SHORT TASK –
Could you repeat each of the entries below word for word, without changing anything?

(begin)

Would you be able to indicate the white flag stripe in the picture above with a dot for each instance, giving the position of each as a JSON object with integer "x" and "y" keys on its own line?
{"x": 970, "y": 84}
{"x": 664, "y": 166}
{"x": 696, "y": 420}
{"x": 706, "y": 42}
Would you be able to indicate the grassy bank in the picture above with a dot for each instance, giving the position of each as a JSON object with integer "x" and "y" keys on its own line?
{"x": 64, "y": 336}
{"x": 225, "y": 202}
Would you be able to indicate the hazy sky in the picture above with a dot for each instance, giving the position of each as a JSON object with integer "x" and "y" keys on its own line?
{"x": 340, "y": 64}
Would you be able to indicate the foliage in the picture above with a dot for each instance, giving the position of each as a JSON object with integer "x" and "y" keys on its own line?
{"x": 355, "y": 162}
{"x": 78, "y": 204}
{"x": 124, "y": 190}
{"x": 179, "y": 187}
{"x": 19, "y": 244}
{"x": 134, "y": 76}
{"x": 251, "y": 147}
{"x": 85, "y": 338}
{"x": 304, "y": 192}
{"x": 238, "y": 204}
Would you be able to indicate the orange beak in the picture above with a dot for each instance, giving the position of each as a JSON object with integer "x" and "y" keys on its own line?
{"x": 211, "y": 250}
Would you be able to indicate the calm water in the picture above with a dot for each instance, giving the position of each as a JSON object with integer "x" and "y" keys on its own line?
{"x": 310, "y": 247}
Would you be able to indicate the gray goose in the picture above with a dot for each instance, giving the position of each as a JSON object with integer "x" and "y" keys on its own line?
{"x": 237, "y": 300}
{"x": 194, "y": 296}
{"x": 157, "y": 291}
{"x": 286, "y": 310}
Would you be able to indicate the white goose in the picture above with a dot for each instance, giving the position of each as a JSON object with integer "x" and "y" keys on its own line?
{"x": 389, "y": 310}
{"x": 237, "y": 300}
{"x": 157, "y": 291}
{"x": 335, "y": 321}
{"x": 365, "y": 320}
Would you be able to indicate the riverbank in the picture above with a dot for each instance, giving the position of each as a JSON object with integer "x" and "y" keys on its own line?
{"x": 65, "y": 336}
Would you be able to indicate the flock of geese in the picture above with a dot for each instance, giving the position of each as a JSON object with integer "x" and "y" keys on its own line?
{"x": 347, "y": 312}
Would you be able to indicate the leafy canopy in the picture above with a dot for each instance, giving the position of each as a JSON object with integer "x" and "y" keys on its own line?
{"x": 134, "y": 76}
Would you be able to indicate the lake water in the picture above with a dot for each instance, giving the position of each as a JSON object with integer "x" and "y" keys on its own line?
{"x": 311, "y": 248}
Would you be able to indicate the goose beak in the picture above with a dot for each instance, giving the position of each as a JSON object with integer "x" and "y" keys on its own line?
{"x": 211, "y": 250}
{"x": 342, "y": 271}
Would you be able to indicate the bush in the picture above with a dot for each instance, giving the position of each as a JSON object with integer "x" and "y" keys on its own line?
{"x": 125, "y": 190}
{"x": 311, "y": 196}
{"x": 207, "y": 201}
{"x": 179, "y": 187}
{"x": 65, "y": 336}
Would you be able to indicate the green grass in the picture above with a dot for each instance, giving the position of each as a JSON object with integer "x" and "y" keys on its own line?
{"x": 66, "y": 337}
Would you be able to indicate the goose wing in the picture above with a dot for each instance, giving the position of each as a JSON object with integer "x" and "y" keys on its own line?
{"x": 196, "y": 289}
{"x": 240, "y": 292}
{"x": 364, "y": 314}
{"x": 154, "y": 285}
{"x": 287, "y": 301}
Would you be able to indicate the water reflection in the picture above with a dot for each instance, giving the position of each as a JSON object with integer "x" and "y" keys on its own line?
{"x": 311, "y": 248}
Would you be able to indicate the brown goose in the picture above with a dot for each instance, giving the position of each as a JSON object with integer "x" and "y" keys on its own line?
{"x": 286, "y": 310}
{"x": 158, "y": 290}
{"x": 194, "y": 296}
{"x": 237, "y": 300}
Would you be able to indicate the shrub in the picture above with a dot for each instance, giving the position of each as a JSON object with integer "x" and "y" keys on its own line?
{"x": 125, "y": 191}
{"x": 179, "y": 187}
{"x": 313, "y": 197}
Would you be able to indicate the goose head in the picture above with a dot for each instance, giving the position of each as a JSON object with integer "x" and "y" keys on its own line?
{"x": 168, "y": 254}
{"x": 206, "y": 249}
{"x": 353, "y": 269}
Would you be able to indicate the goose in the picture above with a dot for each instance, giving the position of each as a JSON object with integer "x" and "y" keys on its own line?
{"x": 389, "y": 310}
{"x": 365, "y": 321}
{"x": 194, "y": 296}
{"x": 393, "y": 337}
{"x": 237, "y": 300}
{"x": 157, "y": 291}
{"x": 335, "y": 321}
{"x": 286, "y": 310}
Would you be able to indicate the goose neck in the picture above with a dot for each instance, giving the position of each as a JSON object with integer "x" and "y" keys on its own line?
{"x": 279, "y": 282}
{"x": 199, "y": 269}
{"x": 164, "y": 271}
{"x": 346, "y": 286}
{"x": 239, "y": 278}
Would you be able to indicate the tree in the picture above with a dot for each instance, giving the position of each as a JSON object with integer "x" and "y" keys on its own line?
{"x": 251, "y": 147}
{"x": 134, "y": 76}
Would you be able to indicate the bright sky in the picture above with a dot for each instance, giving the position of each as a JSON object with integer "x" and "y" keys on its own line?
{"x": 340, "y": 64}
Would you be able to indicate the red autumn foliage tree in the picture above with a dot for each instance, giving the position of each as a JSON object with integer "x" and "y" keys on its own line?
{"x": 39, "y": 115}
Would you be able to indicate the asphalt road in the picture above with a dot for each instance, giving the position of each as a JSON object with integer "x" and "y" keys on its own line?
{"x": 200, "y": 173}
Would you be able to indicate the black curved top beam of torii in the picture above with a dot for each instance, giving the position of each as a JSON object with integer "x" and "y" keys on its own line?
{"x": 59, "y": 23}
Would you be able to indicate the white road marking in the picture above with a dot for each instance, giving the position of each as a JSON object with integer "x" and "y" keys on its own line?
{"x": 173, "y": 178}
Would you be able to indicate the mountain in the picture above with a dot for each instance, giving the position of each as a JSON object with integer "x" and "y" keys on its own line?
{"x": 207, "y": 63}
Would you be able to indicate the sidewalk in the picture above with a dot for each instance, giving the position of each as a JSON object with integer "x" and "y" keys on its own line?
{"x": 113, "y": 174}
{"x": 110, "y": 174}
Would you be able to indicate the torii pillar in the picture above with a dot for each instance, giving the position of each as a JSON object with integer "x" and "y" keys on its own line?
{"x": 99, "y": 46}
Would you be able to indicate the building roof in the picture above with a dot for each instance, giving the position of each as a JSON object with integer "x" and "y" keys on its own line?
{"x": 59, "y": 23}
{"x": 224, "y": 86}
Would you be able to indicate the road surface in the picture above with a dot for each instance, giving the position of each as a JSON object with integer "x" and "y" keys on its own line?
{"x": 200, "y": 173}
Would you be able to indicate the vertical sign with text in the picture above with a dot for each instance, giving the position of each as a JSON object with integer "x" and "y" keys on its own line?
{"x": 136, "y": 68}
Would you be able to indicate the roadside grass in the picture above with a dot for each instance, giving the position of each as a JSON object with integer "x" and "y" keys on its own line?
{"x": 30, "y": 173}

(end)

FINISHED EXERCISE –
Would you be able to indicate the white flag stripe in the picture above with a dot for each instance, giving the position of each as a JSON object with integer "x" and "y" keys on its own line?
{"x": 970, "y": 84}
{"x": 664, "y": 166}
{"x": 696, "y": 420}
{"x": 706, "y": 42}
Would you be able to indicate the grassy bank in the picture above with a dot for each instance, giving the position of each as a JSON object with integer "x" and "y" keys on its own line?
{"x": 64, "y": 336}
{"x": 225, "y": 202}
Would you be able to indicate the hazy sky in the picture above with a dot for each instance, giving the position of each as a JSON object with integer "x" and "y" keys on its own line?
{"x": 340, "y": 64}
Would you be able to indicate the foliage in the picture above with a dot for each instance, giving the position of each as a JSON object with integer "x" and "y" keys on its own line?
{"x": 355, "y": 162}
{"x": 78, "y": 204}
{"x": 124, "y": 190}
{"x": 179, "y": 187}
{"x": 19, "y": 244}
{"x": 134, "y": 76}
{"x": 251, "y": 147}
{"x": 85, "y": 338}
{"x": 304, "y": 192}
{"x": 238, "y": 204}
Would you be able to indicate the orange beak in the picture above with a dot for each instance, giving the position of each as a JSON object with integer "x" and "y" keys on its own line?
{"x": 211, "y": 250}
Would you be able to indicate the calm water in the picture above with a dot for each instance, giving the position of each as a JSON object with integer "x" and "y" keys on its own line?
{"x": 310, "y": 247}
Would you be able to indicate the gray goose in the picture above with a dot for each instance, giving the position of each as a JSON object with integer "x" and "y" keys on its own line?
{"x": 237, "y": 300}
{"x": 194, "y": 296}
{"x": 157, "y": 291}
{"x": 286, "y": 310}
Would you be able to indicate the white goose in the picture above with a dot for each instance, giving the position of each as a JSON object with integer "x" and "y" keys on its own line?
{"x": 389, "y": 310}
{"x": 237, "y": 300}
{"x": 157, "y": 291}
{"x": 335, "y": 321}
{"x": 365, "y": 320}
Would you be able to indicate the riverbank in the picture above with a dot for each instance, giving the position of each as a JSON object with integer "x" and "y" keys on its own line?
{"x": 65, "y": 336}
Would you be able to indicate the flock of geese in the picture above with a dot for each instance, giving the position of each as a JSON object with integer "x" and "y" keys on its own line?
{"x": 347, "y": 312}
Would you be able to indicate the leafy canopy in the picture above with a dot for each instance, giving the position of each as a JSON object with integer "x" and "y" keys on its own line?
{"x": 134, "y": 76}
Would you be able to indicate the lake water in the picture above with a dot for each instance, giving the position of each as a JSON object with integer "x" and "y" keys on its own line?
{"x": 311, "y": 248}
Would you be able to indicate the goose beak in the picture above with a dot for each instance, giving the position of each as a JSON object with integer "x" and "y" keys on its own line?
{"x": 211, "y": 250}
{"x": 342, "y": 271}
Would you be able to indicate the bush in the picture above with a dot for each instance, giving the position of each as a JSON object with integer "x" and "y" keys on its own line?
{"x": 125, "y": 190}
{"x": 311, "y": 196}
{"x": 207, "y": 201}
{"x": 179, "y": 187}
{"x": 65, "y": 336}
Would you be able to indicate the green grass in the picture above with a dot for each instance, giving the position of each as a JSON object with integer "x" and "y" keys on its own line?
{"x": 66, "y": 337}
Would you be able to indicate the goose wing in the picture above with a dot for each instance, giving the position of each as a JSON object with integer "x" and "y" keys on its own line?
{"x": 196, "y": 289}
{"x": 240, "y": 292}
{"x": 364, "y": 314}
{"x": 154, "y": 285}
{"x": 287, "y": 301}
Would you be able to indicate the water reflection in the picture above with a dot for each instance, giving the position of each as a JSON object with integer "x" and "y" keys on its own line?
{"x": 311, "y": 248}
Would you be able to indicate the brown goose in the picture above with a dot for each instance, giving the position of each as a JSON object with integer "x" and "y" keys on its own line?
{"x": 286, "y": 310}
{"x": 158, "y": 290}
{"x": 194, "y": 296}
{"x": 237, "y": 300}
Would you be able to indicate the shrub in the picture above with a dot for each instance, giving the position of each as a JSON object with integer "x" and "y" keys on its own line?
{"x": 125, "y": 191}
{"x": 179, "y": 187}
{"x": 313, "y": 197}
Would you be able to indicate the goose head in the picture above with a dot for each instance, giving the position of each as a JSON object with integer "x" and "y" keys on its own line?
{"x": 168, "y": 254}
{"x": 206, "y": 249}
{"x": 353, "y": 269}
Would you be able to indicate the goose in the picture above with a dot for each instance, giving the position of each as a JSON object with integer "x" and "y" keys on its own line?
{"x": 389, "y": 310}
{"x": 365, "y": 321}
{"x": 194, "y": 296}
{"x": 393, "y": 337}
{"x": 237, "y": 300}
{"x": 157, "y": 291}
{"x": 335, "y": 321}
{"x": 286, "y": 310}
Would you be able to indicate the goose neck in the picture above with a dot for each instance, giving the position of each as a JSON object with integer "x" and "y" keys on its own line?
{"x": 279, "y": 282}
{"x": 199, "y": 269}
{"x": 164, "y": 271}
{"x": 346, "y": 286}
{"x": 239, "y": 278}
Would you be able to indicate the tree in the picture above with a dot for each instance, giving the position of each as a JSON object with integer "x" and "y" keys on its own line?
{"x": 251, "y": 147}
{"x": 134, "y": 76}
Would you be able to indicate the bright sky in the picture above with a dot for each instance, giving the position of each as a JSON object with integer "x" and "y" keys on its own line?
{"x": 340, "y": 64}
Would you be able to indicate the red autumn foliage tree in the picture above with a dot for each instance, giving the position of each as a JSON object with integer "x" and "y" keys on its own line?
{"x": 39, "y": 115}
Would you be able to indicate the asphalt road in the picture above with a dot for each instance, giving the position of each as a JSON object with integer "x" and "y" keys on its own line?
{"x": 200, "y": 173}
Would you be able to indicate the black curved top beam of torii in the picture above with a dot for each instance, giving the position of each as a JSON object with integer "x" and "y" keys on its own line?
{"x": 59, "y": 23}
Would you be able to indicate the white road marking in the picture above with a dot for each instance, giving the position of each as a JSON object with integer "x" and "y" keys on its own line?
{"x": 173, "y": 178}
Would you be able to indicate the mountain in the picture above with a dot for each instance, giving the position of each as a JSON object with integer "x" and "y" keys on its own line?
{"x": 207, "y": 63}
Would you be able to indicate the sidewalk in the picture above with a dot for each instance, giving the position of each as a JSON object with integer "x" and "y" keys on its own line?
{"x": 113, "y": 174}
{"x": 110, "y": 174}
Would you be able to indicate the torii pillar in the picture above with a dot for each instance, giving the position of each as a JSON object with integer "x" and "y" keys on its own line?
{"x": 99, "y": 46}
Would you be able to indicate the building roof in the picture above with a dot for each instance, giving the position of each as a JSON object with integer "x" and "y" keys on its own line?
{"x": 59, "y": 23}
{"x": 224, "y": 86}
Would you be able to indicate the road surface in the picture above with a dot for each instance, giving the position of each as a JSON object with integer "x" and "y" keys on its own line?
{"x": 200, "y": 173}
Would you be able to indicate the vertical sign with text in the picture above with a dot for each instance, giving the position of each as a JSON object with integer "x" and "y" keys on its own line?
{"x": 136, "y": 68}
Would you be able to indicate the roadside grass in the picture above with a dot for each instance, giving the position of each as a JSON object with integer "x" and "y" keys on its own line?
{"x": 30, "y": 173}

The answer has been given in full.